Task to complete: The data below holds the lines to copy: everything from the line containing "collage in the photo above." to the line containing "soundbar in the photo above.", both ends included, set down exactly.

■ ■ ■

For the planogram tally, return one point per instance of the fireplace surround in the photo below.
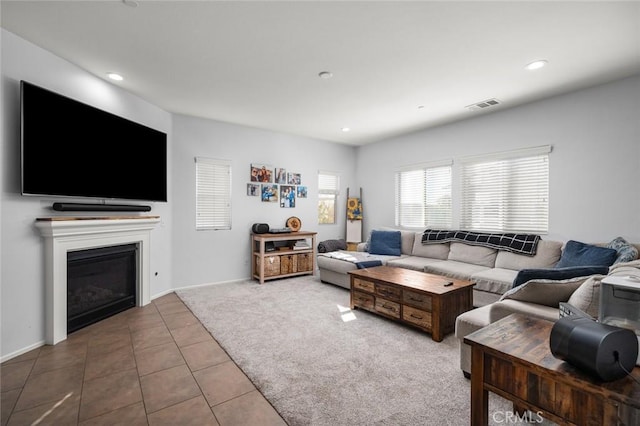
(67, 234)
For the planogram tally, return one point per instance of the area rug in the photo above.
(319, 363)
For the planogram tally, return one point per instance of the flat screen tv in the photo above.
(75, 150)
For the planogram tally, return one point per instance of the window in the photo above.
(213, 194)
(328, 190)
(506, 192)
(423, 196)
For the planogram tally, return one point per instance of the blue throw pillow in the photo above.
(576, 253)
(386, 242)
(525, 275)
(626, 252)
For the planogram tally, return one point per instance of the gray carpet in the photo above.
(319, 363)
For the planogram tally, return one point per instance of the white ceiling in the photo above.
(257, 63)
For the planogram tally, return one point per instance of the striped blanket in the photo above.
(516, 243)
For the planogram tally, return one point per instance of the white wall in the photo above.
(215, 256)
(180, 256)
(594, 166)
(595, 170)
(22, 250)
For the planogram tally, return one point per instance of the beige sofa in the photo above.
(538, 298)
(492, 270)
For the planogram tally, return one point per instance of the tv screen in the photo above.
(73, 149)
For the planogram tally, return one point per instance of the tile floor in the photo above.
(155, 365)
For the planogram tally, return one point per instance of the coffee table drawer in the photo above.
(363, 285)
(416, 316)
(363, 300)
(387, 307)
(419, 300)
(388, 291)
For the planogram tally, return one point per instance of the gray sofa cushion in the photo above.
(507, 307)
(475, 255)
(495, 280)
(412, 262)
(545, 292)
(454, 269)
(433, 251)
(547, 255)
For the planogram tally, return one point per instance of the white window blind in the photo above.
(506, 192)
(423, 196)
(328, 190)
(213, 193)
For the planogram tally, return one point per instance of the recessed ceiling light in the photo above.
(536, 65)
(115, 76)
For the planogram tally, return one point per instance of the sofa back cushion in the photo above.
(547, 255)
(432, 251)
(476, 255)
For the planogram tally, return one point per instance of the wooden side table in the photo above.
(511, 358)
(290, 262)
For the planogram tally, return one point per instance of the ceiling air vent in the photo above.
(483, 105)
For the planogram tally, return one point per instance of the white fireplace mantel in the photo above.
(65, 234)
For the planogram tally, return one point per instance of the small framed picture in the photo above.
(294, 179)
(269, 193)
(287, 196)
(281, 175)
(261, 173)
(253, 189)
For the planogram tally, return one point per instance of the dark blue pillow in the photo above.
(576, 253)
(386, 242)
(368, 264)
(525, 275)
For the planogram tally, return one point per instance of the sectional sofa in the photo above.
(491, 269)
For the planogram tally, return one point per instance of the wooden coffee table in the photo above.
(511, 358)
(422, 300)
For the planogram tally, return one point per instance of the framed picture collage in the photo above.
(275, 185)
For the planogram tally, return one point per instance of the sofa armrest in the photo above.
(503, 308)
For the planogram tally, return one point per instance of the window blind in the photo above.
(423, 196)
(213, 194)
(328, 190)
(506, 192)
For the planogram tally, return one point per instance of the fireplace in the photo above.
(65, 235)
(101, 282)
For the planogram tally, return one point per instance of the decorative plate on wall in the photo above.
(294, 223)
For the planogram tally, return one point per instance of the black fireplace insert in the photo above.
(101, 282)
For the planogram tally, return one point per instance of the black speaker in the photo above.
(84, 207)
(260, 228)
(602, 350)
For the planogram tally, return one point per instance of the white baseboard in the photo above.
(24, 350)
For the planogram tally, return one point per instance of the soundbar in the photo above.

■ ■ ■

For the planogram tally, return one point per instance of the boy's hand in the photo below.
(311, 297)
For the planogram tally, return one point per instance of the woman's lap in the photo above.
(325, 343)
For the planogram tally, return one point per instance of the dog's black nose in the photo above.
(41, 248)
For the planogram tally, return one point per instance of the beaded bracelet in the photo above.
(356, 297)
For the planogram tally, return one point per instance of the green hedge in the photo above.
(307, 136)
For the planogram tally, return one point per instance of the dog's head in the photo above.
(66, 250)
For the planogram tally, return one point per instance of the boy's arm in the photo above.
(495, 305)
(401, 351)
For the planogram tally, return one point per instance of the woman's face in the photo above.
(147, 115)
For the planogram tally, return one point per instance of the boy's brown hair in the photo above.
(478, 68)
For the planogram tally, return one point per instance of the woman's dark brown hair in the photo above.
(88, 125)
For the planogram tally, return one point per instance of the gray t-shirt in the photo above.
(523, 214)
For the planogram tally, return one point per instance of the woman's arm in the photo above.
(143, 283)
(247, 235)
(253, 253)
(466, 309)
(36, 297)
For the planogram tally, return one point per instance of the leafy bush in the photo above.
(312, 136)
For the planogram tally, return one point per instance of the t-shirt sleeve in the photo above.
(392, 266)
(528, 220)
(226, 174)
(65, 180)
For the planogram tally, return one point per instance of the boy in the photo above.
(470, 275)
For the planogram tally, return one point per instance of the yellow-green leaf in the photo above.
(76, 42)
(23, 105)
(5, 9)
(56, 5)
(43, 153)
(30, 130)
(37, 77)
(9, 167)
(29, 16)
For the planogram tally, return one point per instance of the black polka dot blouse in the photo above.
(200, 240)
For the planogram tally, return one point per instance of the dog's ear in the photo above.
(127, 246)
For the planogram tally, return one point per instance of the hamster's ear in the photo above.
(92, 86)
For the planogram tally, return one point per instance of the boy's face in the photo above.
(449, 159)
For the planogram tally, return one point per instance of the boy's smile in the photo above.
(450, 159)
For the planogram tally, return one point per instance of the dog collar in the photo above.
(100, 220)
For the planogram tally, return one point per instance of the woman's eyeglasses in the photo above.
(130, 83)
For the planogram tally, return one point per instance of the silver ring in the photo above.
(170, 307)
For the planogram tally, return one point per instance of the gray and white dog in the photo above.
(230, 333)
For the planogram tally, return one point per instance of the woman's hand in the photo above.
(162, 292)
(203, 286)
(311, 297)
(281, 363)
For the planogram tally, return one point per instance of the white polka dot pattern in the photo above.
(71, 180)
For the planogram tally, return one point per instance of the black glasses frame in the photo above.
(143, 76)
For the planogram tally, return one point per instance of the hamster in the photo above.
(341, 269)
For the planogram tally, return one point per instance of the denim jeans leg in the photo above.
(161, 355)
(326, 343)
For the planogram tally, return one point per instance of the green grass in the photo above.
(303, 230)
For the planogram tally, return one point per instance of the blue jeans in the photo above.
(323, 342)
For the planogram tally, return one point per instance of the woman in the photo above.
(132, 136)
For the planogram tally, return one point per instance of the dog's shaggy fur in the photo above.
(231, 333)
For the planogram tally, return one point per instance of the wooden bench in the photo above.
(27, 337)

■ ■ ■

Completed exercise:
For the planogram tally, return one point per instance of the framed picture collage in the photo above.
(275, 185)
For the planogram tally, return one point per instance of the sofa armrest in the photo above.
(503, 308)
For the planogram tally, return one point per instance of the window blind in the photo above.
(423, 196)
(213, 194)
(328, 190)
(506, 192)
For the planogram tally, return one point per instance of the fireplace in the photo above.
(65, 235)
(101, 282)
For the planogram tally, return one point per instance of the decorative plate on wall in the photo above.
(294, 223)
For the planogram tally, return one point per instance of the black fireplace insert in the photo above.
(101, 282)
For the planogram tally, return one point per instance of the black speaker in the photo above.
(84, 207)
(260, 228)
(602, 350)
For the planogram tally, return one point per instance of the white baseboard in the photo above.
(24, 350)
For the planogram tally, return one point per instance of the soundbar in the photo above.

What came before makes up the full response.